◆ What to produce: Reproduce verbatim only the lines from the one containing "If you could put a dot on the golden" through the last line below, both included.

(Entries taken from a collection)
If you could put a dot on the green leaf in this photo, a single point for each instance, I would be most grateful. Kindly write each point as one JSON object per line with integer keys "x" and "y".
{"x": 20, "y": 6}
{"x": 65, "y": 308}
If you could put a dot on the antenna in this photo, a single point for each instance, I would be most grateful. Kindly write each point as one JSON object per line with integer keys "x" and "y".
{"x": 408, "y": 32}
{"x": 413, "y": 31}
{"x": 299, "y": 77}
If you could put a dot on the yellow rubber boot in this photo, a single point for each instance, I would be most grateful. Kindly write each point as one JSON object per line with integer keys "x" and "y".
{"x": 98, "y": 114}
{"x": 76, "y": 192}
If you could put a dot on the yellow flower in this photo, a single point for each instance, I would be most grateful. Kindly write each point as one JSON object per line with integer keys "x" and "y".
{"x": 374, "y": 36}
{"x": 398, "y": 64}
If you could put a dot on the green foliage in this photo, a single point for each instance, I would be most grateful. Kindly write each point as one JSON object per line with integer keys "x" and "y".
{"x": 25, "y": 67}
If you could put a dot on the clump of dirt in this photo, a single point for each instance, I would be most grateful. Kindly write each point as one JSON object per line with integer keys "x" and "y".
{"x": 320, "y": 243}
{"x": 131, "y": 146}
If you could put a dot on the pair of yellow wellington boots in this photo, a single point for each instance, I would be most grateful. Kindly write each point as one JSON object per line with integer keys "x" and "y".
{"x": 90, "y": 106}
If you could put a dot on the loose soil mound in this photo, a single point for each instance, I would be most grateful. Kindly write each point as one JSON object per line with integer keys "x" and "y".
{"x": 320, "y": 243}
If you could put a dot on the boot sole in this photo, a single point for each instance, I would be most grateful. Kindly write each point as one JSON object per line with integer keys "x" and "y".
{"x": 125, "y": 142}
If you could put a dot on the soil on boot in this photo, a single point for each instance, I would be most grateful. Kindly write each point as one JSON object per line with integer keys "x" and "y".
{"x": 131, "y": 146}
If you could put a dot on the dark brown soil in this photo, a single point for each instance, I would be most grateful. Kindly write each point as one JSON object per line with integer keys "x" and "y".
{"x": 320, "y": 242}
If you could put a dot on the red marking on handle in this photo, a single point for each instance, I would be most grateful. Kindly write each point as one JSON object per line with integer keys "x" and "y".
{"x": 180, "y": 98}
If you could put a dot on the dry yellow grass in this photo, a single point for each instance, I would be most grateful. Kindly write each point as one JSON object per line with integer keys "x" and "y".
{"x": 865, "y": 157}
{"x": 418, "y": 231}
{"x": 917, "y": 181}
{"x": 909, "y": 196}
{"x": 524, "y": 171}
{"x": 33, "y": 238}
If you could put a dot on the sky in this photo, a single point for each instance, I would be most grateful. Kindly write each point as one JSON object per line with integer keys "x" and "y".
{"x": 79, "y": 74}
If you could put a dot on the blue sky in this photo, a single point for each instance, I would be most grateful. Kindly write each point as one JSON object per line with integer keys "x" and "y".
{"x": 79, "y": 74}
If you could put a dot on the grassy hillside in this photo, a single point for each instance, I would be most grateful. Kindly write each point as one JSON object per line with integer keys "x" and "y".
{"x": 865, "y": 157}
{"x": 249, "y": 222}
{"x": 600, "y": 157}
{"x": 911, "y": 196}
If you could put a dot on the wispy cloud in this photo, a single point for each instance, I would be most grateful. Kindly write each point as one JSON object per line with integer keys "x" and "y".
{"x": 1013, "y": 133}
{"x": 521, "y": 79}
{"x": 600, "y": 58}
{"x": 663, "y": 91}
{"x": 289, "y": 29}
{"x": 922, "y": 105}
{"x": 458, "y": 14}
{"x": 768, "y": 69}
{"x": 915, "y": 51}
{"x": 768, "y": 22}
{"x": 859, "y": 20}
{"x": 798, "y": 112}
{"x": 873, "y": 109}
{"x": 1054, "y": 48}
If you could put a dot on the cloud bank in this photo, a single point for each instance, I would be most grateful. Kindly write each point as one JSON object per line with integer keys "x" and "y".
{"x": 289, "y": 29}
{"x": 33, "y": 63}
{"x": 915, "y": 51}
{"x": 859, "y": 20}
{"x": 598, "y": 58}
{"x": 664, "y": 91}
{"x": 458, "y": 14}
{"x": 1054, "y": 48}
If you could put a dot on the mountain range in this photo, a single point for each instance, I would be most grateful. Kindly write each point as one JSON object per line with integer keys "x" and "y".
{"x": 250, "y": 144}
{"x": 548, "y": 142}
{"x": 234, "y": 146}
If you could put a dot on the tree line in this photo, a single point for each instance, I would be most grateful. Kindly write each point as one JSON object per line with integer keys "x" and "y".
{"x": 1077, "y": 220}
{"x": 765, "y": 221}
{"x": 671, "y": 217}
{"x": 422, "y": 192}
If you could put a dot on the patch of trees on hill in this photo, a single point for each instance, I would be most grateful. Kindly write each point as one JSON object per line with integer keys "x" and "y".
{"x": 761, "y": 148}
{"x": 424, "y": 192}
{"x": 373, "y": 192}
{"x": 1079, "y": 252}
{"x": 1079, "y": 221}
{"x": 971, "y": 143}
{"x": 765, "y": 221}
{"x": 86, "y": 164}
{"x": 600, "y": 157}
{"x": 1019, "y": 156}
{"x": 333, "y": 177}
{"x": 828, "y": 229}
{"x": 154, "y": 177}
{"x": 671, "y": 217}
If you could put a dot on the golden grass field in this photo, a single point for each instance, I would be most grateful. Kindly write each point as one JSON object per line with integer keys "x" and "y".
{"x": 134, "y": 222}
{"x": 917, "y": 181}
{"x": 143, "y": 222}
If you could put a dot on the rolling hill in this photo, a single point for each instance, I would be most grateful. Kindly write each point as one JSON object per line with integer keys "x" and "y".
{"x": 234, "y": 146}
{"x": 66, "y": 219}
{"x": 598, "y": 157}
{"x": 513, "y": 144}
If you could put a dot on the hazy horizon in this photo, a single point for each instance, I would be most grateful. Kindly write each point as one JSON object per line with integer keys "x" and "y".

◆ Output for this task:
If you could put a dot on the golden grass field in this photo, a single point for each instance, I would be most grateful. Kindly write each point as one JSON object per line with integer keys "x" and "y".
{"x": 134, "y": 222}
{"x": 917, "y": 181}
{"x": 143, "y": 222}
If you could put a dot on the rolling hill in this photo, a single point for each instance, I would be most grateful. Kindly write each point as one JSON object per line with integer keys "x" and "y".
{"x": 234, "y": 146}
{"x": 66, "y": 219}
{"x": 598, "y": 157}
{"x": 513, "y": 144}
If you could put a dot on the hazy horizon in this photo, a single point for each instance, I would be most grateful. Kindly write each point as one JSON object per line with integer keys "x" and "y".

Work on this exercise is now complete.